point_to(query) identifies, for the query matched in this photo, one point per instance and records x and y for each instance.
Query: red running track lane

==

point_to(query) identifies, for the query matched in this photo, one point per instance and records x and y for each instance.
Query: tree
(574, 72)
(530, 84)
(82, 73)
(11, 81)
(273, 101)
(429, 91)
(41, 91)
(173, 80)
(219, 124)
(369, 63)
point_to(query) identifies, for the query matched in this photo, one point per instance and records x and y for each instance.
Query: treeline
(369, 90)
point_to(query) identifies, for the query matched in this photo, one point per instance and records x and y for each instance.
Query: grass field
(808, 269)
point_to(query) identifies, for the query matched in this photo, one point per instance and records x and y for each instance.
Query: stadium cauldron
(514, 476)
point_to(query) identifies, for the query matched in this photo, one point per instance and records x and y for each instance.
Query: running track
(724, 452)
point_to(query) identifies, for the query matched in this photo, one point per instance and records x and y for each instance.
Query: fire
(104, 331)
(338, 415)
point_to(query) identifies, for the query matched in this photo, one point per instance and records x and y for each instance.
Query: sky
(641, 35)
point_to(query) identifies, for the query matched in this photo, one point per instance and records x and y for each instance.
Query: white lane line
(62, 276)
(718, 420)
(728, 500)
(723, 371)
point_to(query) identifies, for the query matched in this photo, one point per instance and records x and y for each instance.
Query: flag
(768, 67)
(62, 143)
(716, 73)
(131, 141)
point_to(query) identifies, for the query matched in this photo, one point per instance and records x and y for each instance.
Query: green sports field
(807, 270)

--

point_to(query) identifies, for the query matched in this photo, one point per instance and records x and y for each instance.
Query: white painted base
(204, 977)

Exercise: Pick out each line in the material above that contains the word "running" and copy it out in full. A match must have the same capital and small letters.

Exercise output:
Query: red running track lane
Query: running track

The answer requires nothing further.